SOURCE EXTRACT ▸
· · · · · · ·
Shilpa Gupta at the Barbican: social injustice, censorship and poetry
In the multipart show ‘Sun at Night’ at London’s Barbican, Mumbai-based artist Shilpa Gupta highlights the fragility of free expression and gives a voice to those silenced
The words of Azerbaijani poet Mikayil Mushfig (1908 – 1938), labelled an enemy of the state by the Soviets, hover in the air. From a canopy of 100 low-hung microphones, a chorus clusters and repeats the poet’s statement. There is heavy breathing. Hums dissolve into whispers. Fingers click and hands furiously clap. An unpredictable rhapsody of disembodied voices darts around a dimly lit room, creating a dense fog of sounds that lingers over a field of metal spikes.
· · · · · · ·
LISTED RECORDS ▸
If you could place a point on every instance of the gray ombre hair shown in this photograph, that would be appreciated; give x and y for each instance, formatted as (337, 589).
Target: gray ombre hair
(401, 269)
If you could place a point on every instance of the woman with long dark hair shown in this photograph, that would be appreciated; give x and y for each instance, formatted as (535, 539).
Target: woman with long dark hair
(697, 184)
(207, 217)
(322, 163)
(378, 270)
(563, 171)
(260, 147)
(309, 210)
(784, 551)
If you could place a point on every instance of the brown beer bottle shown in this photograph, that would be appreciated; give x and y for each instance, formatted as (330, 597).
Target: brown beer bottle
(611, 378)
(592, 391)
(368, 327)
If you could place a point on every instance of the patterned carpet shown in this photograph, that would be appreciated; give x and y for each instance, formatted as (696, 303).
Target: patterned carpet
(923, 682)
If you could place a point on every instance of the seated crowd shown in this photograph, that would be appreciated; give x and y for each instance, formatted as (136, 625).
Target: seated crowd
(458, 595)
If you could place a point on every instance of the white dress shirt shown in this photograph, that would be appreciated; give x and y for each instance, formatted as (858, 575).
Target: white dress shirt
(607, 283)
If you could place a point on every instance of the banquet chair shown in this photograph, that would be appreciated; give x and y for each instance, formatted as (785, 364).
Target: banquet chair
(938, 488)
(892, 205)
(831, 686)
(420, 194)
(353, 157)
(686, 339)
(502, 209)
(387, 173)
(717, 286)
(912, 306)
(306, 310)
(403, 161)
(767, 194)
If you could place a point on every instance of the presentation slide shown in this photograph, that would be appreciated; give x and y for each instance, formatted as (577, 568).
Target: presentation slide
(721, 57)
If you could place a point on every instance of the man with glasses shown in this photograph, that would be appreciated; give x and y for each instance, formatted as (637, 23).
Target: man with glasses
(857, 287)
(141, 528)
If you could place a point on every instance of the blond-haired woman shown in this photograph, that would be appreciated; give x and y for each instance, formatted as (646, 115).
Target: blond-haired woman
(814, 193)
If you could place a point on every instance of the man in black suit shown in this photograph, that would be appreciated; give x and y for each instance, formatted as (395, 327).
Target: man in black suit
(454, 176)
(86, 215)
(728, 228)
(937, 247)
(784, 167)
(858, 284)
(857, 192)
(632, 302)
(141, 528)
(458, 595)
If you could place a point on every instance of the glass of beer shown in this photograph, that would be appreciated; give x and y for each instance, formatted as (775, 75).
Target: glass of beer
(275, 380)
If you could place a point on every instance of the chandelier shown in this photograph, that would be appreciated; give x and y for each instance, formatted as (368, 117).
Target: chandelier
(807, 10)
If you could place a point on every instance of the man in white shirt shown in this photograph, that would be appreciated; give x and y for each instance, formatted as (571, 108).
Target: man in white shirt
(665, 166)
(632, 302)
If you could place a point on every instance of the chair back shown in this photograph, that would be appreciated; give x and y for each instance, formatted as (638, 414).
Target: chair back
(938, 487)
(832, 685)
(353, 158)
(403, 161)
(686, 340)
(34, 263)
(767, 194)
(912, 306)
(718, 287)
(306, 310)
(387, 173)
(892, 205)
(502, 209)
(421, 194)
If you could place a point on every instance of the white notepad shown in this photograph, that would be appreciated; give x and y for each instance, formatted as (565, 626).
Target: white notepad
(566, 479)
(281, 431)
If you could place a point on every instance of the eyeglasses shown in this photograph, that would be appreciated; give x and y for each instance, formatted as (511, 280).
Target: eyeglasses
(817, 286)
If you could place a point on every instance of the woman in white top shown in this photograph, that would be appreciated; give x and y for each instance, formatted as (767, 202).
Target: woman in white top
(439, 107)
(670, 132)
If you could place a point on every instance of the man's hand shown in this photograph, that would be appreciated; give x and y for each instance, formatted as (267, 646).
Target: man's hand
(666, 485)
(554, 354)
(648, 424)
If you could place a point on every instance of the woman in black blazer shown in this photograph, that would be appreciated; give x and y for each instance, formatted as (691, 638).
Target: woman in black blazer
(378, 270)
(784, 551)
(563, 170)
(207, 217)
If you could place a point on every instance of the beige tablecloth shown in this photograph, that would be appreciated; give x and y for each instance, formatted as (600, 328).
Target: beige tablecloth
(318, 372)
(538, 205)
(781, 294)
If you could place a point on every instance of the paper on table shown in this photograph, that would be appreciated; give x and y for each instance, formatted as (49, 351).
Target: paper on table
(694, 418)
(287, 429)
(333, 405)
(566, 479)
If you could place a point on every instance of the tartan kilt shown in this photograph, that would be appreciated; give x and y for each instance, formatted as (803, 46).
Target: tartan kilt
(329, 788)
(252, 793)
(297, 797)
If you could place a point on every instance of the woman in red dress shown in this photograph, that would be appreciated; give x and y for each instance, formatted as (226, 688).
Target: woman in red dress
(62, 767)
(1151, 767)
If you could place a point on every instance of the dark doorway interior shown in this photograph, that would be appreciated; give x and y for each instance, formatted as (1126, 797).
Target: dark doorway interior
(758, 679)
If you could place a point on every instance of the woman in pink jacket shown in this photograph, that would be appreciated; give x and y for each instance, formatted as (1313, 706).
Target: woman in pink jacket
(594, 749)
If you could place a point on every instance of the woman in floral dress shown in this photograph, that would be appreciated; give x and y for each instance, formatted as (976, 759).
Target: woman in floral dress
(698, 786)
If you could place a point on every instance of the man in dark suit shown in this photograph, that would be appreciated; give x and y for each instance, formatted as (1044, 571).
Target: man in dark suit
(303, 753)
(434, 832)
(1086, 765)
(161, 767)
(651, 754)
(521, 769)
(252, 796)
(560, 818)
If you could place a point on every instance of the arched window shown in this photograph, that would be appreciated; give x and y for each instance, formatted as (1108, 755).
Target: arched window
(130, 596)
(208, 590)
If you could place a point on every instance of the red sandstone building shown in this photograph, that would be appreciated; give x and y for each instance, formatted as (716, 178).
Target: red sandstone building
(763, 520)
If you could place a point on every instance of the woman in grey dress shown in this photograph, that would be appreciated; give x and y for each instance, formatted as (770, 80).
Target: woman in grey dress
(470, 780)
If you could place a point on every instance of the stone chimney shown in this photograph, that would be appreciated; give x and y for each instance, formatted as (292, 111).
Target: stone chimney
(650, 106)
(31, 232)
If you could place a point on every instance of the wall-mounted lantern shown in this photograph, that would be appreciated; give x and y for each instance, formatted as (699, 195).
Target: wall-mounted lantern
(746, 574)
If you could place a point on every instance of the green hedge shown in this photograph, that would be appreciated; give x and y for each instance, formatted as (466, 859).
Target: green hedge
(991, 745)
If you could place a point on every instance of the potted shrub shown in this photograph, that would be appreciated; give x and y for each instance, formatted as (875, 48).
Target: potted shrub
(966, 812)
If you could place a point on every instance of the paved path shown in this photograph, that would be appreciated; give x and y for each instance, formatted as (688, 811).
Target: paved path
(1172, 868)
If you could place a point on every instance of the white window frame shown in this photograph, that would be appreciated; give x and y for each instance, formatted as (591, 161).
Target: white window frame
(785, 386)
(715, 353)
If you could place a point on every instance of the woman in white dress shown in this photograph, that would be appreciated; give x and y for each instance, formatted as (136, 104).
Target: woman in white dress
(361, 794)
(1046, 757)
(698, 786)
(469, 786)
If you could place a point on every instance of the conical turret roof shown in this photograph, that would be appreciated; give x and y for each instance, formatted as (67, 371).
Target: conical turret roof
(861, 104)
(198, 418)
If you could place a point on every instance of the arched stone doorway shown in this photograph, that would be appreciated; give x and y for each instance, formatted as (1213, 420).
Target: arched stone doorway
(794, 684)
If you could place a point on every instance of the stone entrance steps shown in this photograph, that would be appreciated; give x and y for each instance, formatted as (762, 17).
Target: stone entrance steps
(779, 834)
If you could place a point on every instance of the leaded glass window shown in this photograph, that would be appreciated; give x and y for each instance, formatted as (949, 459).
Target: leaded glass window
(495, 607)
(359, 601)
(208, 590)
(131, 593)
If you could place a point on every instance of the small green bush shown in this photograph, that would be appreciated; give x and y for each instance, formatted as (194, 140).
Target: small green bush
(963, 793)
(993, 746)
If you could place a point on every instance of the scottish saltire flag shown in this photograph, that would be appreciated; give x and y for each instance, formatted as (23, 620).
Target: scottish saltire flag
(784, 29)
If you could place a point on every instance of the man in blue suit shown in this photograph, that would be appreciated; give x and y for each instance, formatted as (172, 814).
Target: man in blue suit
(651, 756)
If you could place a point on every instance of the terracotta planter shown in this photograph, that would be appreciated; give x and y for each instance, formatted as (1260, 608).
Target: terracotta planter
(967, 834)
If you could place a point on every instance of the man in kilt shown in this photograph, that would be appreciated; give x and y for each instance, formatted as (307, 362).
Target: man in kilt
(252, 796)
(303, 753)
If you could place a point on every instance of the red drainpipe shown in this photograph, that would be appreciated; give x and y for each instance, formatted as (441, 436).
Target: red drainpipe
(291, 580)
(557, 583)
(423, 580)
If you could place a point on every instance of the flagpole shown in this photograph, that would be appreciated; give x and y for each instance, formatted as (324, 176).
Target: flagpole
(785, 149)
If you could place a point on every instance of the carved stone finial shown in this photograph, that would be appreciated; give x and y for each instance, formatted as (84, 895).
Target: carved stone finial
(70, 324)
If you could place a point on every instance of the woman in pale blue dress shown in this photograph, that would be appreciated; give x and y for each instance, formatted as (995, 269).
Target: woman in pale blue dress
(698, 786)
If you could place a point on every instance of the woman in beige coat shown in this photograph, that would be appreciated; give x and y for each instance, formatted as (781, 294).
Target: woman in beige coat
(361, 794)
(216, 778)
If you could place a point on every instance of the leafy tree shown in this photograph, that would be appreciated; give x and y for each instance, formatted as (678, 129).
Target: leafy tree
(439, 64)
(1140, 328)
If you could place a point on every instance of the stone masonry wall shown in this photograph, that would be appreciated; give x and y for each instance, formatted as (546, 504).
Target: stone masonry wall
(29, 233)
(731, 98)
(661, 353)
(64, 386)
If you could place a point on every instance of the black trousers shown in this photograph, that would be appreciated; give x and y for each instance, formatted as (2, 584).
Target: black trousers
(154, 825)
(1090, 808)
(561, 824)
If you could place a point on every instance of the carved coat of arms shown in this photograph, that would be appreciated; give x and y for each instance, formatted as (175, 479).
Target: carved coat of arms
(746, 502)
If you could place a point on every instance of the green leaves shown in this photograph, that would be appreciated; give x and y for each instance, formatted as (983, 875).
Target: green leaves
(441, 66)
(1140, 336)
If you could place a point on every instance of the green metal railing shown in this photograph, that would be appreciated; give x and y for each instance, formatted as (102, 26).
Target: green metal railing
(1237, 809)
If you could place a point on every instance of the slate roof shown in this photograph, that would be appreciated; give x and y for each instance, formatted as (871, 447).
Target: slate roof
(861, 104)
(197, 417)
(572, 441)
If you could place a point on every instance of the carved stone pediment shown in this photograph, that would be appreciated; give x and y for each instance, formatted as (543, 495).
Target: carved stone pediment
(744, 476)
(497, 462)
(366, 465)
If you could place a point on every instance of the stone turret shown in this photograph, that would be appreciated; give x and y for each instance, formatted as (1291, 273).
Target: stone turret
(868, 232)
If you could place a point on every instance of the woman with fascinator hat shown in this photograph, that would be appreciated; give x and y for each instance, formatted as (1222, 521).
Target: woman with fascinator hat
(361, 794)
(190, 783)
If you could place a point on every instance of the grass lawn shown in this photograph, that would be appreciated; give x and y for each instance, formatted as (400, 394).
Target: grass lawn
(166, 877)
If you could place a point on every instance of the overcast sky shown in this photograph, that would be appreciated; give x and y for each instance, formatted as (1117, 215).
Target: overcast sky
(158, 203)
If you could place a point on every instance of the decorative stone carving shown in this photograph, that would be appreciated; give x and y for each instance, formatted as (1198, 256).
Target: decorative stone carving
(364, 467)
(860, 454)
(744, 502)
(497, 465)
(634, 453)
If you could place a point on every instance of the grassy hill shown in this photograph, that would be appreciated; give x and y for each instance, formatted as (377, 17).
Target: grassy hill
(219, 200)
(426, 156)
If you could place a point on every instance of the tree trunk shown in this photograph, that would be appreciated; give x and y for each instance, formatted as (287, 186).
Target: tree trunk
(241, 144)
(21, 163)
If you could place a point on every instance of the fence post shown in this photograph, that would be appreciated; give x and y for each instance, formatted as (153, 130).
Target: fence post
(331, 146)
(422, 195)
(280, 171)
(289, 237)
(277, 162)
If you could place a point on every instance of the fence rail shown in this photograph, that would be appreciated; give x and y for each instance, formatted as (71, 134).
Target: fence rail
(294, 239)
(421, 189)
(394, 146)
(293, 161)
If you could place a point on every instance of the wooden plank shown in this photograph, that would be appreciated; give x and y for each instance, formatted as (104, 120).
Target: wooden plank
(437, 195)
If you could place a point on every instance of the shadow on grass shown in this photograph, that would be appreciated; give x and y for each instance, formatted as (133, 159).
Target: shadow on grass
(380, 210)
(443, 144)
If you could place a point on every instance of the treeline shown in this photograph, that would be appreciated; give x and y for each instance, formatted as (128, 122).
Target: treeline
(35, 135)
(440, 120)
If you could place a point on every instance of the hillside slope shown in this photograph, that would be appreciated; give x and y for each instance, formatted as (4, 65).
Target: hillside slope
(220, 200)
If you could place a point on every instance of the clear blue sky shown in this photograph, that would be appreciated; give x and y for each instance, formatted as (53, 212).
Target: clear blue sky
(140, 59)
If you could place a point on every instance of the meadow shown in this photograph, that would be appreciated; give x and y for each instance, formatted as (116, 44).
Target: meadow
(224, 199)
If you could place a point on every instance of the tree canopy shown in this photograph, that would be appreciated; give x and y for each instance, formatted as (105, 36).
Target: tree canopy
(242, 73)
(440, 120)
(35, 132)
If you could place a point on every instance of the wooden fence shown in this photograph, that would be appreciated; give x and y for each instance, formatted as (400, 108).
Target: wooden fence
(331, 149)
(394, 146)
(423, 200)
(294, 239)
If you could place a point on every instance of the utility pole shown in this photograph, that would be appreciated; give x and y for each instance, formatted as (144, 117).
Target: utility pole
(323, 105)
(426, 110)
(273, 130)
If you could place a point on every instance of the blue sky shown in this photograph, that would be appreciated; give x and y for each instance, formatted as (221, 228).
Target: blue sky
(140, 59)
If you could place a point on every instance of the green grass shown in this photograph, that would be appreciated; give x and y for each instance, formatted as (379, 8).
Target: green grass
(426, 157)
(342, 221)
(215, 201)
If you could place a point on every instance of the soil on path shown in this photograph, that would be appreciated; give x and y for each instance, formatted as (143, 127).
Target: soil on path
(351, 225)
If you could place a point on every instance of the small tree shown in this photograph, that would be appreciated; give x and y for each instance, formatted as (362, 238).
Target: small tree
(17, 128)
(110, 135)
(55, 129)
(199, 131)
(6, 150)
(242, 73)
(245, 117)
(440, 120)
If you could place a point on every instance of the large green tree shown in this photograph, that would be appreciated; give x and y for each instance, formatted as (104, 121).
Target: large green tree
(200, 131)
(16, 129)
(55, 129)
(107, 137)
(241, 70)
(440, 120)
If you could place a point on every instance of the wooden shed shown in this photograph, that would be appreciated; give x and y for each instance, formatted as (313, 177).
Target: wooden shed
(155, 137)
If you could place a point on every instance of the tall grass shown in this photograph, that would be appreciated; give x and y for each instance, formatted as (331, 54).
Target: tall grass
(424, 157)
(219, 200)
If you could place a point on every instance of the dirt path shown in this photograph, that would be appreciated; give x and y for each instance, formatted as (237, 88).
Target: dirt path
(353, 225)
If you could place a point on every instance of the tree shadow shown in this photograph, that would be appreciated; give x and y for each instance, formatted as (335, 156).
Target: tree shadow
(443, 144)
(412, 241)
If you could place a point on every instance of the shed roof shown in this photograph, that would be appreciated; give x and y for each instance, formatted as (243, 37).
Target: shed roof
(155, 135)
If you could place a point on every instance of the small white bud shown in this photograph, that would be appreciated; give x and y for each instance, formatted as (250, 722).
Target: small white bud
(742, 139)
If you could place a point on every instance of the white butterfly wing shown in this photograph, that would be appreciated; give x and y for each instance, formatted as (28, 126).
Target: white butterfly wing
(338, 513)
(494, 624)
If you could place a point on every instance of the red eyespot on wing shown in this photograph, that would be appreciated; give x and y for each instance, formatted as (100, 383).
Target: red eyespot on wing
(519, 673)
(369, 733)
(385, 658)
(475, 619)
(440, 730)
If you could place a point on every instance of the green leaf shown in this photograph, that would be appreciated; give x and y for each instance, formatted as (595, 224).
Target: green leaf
· · · · · · ·
WORK TO DO ▸
**A.** Please state how many lines of the records contain the word "patterned", giving the number alone.
**B.** Carry the Shilpa Gupta review forward from its last sentence.
The Shilpa Gupta review and the records come from unrelated sources.

THE REPLIES ▸
**A.** 2

**B.**
Once your senses adjust, you can edge through these spines that comprise Shilpa Gupta’s sound installation, For, In Your Tongue, I Cannot Fit (2017 – 2018). Rising up to waist height, the spears forge a constricted path. Each pierces a leaf of paper bearing fragments of the spoken verses, written by a poet incarcerated for their beliefs. It is a panoply of resistance spanning time and place, with the words of dissident writers such as Maung Saungkha from Myanmar, arrested in 2016 for his risqué claim that he had a tattoo of the president inked on his penis, melding with those of Ayat al-Qurmezi, jailed in 2011 for supposedly defaming Bahrain’s royalty.
The enveloping piece is part of Gupta’s poignant exhibition ‘Sun at Night’ at the Barbican Curve. In a year when the Nobel Peace Prize has been awarded to two journalists, Maria Ressa of the Philippines and Dmitry Muratov of Russia, for their courageous advocacy and practice of press freedom, and when digital censorship is alarmingly on the rise, the show is a testament to the force of words and the fragility of our commitment to free speech.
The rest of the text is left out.